§ **Task instructions**: In the conference report, reproduce the passage starting at "Hundreds of attendees" and ending at "patients or physicians?", substituting "immunization" for "vaccination".

§ **Extract to read**:
I had the pleasure of attending the AcademyHealth’s Health Datapalooza conference in Washington, DC on March 27-28. Health Datapalooza is the gathering place for people and organizations creating knowledge from data and pioneering innovations that drive health policy and practice.

Hundreds of attendees gathered to talk about data issues as the driver for the healthcare revolution. I heard from top visionaries in the field who explored key questions and promising innovations driven by health data. Here are key themes that emerged at the event, with my key takeaways on where opportunities exist for the industry.

  • Whether the patient, as the owner and consumer of personal health data, is at the center of a revolution in healthcare – or is that emphasis misplaced, and should it instead be focused on physicians?
  • Vertical integration and its ability to drive productivity gains, leveraging a full understanding of health data from acute care settings to the home
  • Data and its power to unlock solutions in population health management, in an area like vaccination
The key to healthcare system disruption – patients or physicians?

Senator Ron Wyden of Oregon believes the key to driving a revolution in healthcare is for patients to become empowered healthcare consumers—a common refrain at Datapalooza—by having access to the full range of data that healthcare companies and the government collect.

However, as companies gather more health data, the information becomes more difficult to manage and understand, particularly for consumers. Consumers want a user-friendly system to help them access better and more affordable care. Senator Wyden described a three-part plan to combat a lack of information reaching consumers:

  • Develop one place where every patient can access information on costs of medication, services, or procedures.
  • Provide consumers with a new approach to comparing providers with respect to both quality and cost of care.
  • Foster transparency between pharmacies and physicians so patients have more immediate access to medication costs.

In contrast, Peter Orszag, Head of North American M&A, Vice Chairman of Investment Banking, Lazard, and former director of the Office of Management and Budget, claims that in order to truly influence the healthcare system, the focus should be on influencing physicians. The top 25 percent of Medicare users account for 85 percent of the spending. These are the sickest users, and for whom is the most difficult to make ‘economical’ decisions about healthcare, Orszag said. Focusing on 75 percent of the Medicare beneficiaries as empowered ‘consumers’ only creates efficiencies on 15 percent of the spending. Therefore, it makes more sense to focus on physicians to more efficiently deliver care.

Takeaway

Technological developments and political attention on healthcare will drive changes in the incentive structure in healthcare systems. Physicians will continue to have large decision-making power in acute care settings. However, patients will continue to have more autonomy in non-acute settings. Healthcare companies across the value chain will need to increasingly emphasize the importance of uncovering the patient or physician journey, their preferences, and adapt their models accordingly in diverse care settings.

Vertical integration is changing the structure of healthcare

The popular understanding is that healthcare costs continue to rise consistently. However, Orszag pointed out that there has been substantial cost deceleration in recent years. But, unlike many other industries, productivity growth in healthcare has stagnated.

(Stored data entries)
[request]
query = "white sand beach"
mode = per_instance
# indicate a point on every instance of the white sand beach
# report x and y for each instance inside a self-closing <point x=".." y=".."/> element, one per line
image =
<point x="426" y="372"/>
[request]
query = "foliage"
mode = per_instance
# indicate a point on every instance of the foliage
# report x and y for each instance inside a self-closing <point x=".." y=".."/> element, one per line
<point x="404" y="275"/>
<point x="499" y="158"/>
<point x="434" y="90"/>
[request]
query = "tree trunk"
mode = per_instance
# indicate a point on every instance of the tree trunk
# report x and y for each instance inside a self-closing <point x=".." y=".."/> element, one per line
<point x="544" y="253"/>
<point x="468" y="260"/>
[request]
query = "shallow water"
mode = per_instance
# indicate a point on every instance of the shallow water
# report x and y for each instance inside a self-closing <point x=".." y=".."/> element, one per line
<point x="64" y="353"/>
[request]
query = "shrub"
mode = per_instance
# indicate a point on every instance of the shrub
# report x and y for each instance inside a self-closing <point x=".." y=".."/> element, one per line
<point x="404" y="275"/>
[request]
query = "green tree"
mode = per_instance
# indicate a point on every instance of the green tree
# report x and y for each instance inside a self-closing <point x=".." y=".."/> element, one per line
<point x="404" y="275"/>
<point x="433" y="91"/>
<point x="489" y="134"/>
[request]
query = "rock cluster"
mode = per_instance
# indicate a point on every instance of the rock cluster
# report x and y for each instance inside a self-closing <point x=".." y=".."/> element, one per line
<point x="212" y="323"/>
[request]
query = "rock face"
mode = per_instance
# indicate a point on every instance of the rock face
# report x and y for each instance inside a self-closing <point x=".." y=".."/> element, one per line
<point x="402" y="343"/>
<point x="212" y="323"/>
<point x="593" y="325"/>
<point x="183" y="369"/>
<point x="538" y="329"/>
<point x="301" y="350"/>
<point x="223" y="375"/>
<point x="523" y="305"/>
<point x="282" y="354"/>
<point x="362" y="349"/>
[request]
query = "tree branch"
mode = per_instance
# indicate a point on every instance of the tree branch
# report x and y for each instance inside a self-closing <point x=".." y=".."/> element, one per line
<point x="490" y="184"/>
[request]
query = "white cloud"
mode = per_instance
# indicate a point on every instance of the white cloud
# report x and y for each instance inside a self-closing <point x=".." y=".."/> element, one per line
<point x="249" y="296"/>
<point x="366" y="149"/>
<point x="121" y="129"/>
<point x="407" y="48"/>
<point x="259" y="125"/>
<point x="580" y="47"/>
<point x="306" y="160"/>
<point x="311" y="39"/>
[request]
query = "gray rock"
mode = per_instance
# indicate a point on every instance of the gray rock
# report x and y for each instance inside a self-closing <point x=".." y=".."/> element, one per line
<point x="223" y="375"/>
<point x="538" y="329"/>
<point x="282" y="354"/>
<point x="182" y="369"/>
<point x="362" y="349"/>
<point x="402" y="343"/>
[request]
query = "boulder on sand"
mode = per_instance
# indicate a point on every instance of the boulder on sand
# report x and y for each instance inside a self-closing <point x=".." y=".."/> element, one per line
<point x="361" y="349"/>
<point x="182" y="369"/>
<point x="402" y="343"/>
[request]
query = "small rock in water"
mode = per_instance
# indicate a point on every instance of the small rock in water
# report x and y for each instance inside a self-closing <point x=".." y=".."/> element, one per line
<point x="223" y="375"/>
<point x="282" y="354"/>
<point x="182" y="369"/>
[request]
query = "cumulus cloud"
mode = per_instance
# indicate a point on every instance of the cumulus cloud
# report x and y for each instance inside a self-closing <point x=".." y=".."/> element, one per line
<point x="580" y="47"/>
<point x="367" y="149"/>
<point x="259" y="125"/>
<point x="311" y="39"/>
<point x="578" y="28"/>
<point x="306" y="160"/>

==

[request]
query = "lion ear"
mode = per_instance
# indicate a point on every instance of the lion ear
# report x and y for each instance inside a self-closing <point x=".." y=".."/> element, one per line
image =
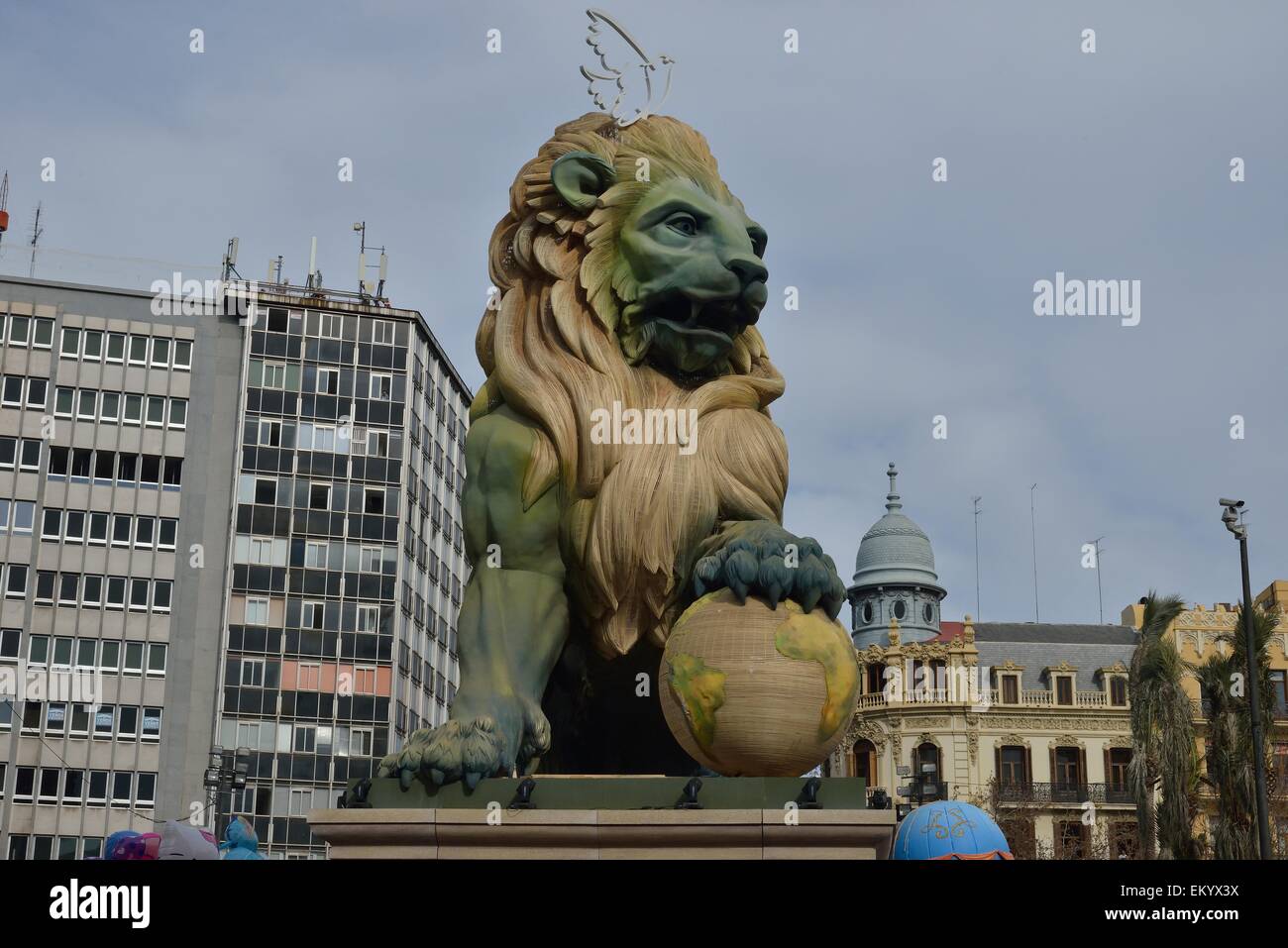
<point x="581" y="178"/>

--

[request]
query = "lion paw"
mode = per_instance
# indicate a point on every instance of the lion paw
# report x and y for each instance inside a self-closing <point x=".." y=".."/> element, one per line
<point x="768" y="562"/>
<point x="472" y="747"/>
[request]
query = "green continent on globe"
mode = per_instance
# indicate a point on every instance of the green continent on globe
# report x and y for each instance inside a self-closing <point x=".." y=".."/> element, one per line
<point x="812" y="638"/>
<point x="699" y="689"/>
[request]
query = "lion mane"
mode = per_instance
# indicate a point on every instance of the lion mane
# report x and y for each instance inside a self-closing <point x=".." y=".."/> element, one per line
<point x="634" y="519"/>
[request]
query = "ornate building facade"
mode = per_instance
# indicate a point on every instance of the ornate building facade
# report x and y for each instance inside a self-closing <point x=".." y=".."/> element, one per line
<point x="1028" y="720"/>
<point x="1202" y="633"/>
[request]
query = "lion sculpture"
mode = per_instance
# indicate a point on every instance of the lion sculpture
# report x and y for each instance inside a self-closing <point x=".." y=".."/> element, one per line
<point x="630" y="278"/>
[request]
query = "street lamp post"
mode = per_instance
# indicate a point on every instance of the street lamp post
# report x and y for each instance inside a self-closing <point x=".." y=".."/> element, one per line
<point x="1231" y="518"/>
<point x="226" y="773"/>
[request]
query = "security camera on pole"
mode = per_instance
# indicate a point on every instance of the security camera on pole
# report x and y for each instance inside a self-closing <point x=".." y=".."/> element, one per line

§ **Answer to this task**:
Hundreds of attendees gathered to talk about data issues as the driver for the healthcare revolution. I heard from top visionaries in the field who explored key questions and promising innovations driven by health data. Here are key themes that emerged at the event, with my key takeaways on where opportunities exist for the industry.

  • Whether the patient, as the owner and consumer of personal health data, is at the center of a revolution in healthcare – or is that emphasis misplaced, and should it instead be focused on physicians?
  • Vertical integration and its ability to drive productivity gains, leveraging a full understanding of health data from acute care settings to the home
  • Data and its power to unlock solutions in population health management, in an area like immunization
The key to healthcare system disruption – patients or physicians?